--- start of THE RECORDS ---

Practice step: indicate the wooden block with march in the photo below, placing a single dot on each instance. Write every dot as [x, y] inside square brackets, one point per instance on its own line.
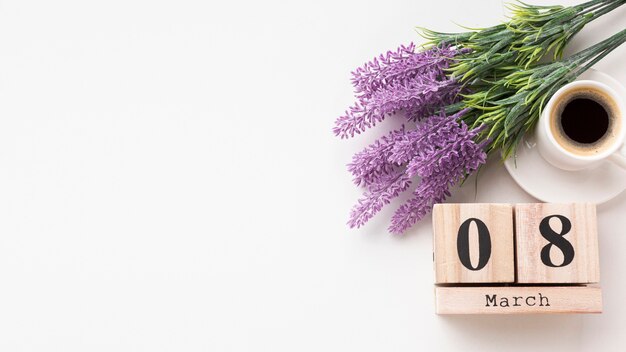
[518, 299]
[473, 243]
[557, 243]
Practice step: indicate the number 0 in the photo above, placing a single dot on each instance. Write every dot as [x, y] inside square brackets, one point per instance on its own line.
[484, 244]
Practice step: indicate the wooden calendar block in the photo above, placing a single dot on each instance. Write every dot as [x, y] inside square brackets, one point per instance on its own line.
[556, 243]
[473, 243]
[518, 299]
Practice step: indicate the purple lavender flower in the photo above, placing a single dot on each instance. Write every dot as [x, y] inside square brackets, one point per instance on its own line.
[432, 132]
[441, 151]
[440, 168]
[378, 195]
[400, 66]
[401, 80]
[369, 165]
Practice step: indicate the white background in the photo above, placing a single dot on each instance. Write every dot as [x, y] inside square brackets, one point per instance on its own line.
[169, 182]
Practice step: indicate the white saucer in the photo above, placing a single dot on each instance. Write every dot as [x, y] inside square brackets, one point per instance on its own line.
[550, 184]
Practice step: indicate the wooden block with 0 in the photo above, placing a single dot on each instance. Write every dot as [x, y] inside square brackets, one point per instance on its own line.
[473, 243]
[557, 243]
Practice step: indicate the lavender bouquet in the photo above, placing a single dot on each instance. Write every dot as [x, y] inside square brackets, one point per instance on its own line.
[463, 96]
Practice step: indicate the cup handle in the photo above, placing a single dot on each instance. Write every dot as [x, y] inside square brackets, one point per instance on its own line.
[619, 158]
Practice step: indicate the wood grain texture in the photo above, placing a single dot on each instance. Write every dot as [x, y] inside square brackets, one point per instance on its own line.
[583, 236]
[518, 300]
[498, 218]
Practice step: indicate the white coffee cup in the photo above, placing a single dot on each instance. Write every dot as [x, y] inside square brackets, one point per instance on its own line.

--- end of THE RECORDS ---

### WHAT THE EXERCISE ASKS
Scale the point coordinates from the line containing "Practice step: indicate the wood grain" through the end of the records, and output only those lines. Copy every line in full, changing nothing except that each coordinate is multiplied by 0.9 and rounded to a whole number, with halves rounded up.

### ANSWER FOR THE TASK
Practice step: indicate the wood grain texture in the photo above, placing a single dot on each instance. Write every dot as [x, y] inside square brackets, one point per instance on its own line.
[525, 212]
[466, 270]
[448, 196]
Practice step: indicate the white coffee cup in the photo above, placing a single dot on each instance. Write every dot as [x, y] inside square brackets, one point per instance on its own line.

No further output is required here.